Written instruction A —
Edit the blog post's passage, everything from "Blimey! Those two" down to "eat is essential.", replacing "coworker" with "colleague" throughout.

Text —
------------------------------------------------------------

Saturday, 24 September 2016

I Guess 'Moana ' Was A Pretty Good Name For The Film...

People of color have been fighting for white people to stop appropriating and stereotyping their cultures with blackface, brownface, or yellowface costumes. It’s about time companies like Disney actually listen and stop making outfits that cross the line from cosplay to The Jazz Singer.
'Sacred tattoos' ...? *sighs*

The Miracle Of The Five Loaves And Two Fishes Two Bags Of Stale Breadsticks...

“I’m going to toss these,” my director says of the two bags of breadsticks left over after our open house. My coworker, Jack, and I look at each other wide-eyed before I quickly announce that I’ll take them. “Really? They’re gross and stale!” he exclaims. “Really,” I say, and look to Jack for confirmation that he wants some, too. “I’ve got six people to feed."
Blimey! Those two bags of stale breadsticks are going to have to stretch almost as far as my bloody credulity...
I’m glad I stuck around that night – because the leftovers from the open house fed me and Jack and some of my roommates for two days. I only wish our third food-insecure coworker had been there to take home some of the haul. I don’t think my boss had ever considered that his employees might be hungry before that night. It took a lot of guts for me to admit that I could use help, and I’m still afraid of the impact it might have on his perception of me as a valuable employee, but I’m glad I spoke up.
Oh, so am I. This is comedy gold!
Whether you’re coming from a place of compassion or a place of wanting your employees to be more productive, making sure they have enough to eat is essential.
No. Paying them money is essential. The alternative is slavery.

It's up to them to spend some of that money on food, and if they choose to spend it on 52" flatscreens or rent or holidays in Spain instead, well, that's no business of their employer.

But it seems 'food insecurity' is another stick these millenials are using to beat 'the man' with, so this idiot has actually come up with rules for employers! 

And yes, they are every bit as hilarious and infuriating by turns as you'd expect:
4. Whenever possible, allow privacy in staff kitchens, at shared tables, coolers, and other places staff may interact with non-claimed food.

------------------------------------------------------------

Record excerpts —
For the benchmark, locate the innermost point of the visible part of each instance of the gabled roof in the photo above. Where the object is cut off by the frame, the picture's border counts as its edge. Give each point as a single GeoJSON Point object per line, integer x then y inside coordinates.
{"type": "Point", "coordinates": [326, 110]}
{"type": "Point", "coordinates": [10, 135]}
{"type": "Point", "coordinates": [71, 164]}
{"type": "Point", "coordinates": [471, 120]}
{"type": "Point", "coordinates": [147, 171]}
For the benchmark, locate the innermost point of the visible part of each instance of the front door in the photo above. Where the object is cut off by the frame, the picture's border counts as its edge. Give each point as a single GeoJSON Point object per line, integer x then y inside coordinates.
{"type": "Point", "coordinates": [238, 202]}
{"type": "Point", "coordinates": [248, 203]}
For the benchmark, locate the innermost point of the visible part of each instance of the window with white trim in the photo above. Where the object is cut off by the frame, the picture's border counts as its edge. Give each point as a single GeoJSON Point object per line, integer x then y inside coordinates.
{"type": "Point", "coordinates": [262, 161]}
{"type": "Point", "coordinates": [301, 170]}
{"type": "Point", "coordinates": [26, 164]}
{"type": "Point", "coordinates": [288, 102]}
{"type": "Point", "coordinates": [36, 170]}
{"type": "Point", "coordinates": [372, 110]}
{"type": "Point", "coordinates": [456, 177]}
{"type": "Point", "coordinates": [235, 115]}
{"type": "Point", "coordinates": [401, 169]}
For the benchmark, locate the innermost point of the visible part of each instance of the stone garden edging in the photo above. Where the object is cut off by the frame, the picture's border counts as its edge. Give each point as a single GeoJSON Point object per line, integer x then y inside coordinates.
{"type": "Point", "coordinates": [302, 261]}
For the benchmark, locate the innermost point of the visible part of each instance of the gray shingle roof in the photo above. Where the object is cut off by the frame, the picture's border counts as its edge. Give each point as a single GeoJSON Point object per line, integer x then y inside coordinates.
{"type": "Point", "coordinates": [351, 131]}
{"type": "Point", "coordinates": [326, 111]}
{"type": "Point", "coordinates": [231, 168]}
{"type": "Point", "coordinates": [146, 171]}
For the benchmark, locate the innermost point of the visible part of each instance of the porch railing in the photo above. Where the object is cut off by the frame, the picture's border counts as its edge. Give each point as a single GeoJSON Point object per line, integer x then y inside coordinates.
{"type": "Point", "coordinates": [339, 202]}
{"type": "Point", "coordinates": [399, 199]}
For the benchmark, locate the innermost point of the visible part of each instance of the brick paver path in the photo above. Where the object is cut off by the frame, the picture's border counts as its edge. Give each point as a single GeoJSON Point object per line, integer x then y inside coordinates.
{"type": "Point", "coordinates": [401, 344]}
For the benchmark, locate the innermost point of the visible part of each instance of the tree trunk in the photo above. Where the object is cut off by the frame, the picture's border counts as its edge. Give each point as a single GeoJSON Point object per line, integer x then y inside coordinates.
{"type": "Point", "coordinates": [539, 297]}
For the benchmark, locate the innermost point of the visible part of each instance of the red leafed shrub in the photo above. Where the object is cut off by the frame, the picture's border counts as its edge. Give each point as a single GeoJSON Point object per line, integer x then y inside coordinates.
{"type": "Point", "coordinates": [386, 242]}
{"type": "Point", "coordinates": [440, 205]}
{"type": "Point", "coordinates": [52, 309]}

------------------------------------------------------------

Written instruction B —
Render everything in the rows from the line containing "of the porch" down to the last line of the rows as a JSON list of strings, one string per line, leaving out blank lines.

Answer A —
Blimey! Those two bags of stale breadsticks are going to have to stretch almost as far as my bloody credulity...
I’m glad I stuck around that night – because the leftovers from the open house fed me and Jack and some of my roommates for two days. I only wish our third food-insecure colleague had been there to take home some of the haul. I don’t think my boss had ever considered that his employees might be hungry before that night. It took a lot of guts for me to admit that I could use help, and I’m still afraid of the impact it might have on his perception of me as a valuable employee, but I’m glad I spoke up.
Oh, so am I. This is comedy gold!
Whether you’re coming from a place of compassion or a place of wanting your employees to be more productive, making sure they have enough to eat is essential.

Answer B —
[
  "For the benchmark, locate the innermost point of the visible part of each instance of the porch railing in the photo above. Where the object is cut off by the frame, the picture's border counts as its edge. Give each point as a single GeoJSON Point object per line, integer x then y inside coordinates.",
  "{\"type\": \"Point\", \"coordinates\": [339, 202]}",
  "{\"type\": \"Point\", \"coordinates\": [399, 199]}",
  "For the benchmark, locate the innermost point of the visible part of each instance of the brick paver path in the photo above. Where the object is cut off by the frame, the picture's border counts as its edge. Give each point as a single GeoJSON Point object per line, integer x then y inside coordinates.",
  "{\"type\": \"Point\", \"coordinates\": [401, 344]}",
  "For the benchmark, locate the innermost point of the visible part of each instance of the tree trunk in the photo above. Where the object is cut off by the frame, the picture's border counts as its edge. Give each point as a single GeoJSON Point object per line, integer x then y inside coordinates.",
  "{\"type\": \"Point\", \"coordinates\": [539, 297]}",
  "For the benchmark, locate the innermost point of the visible part of each instance of the red leafed shrub in the photo above. Where the object is cut off by the frame, the picture's border counts as its edge. Give each point as a single GeoJSON Point object per line, integer x then y inside coordinates.",
  "{\"type\": \"Point\", \"coordinates\": [386, 242]}",
  "{\"type\": \"Point\", \"coordinates\": [440, 205]}",
  "{\"type\": \"Point\", \"coordinates\": [52, 309]}"
]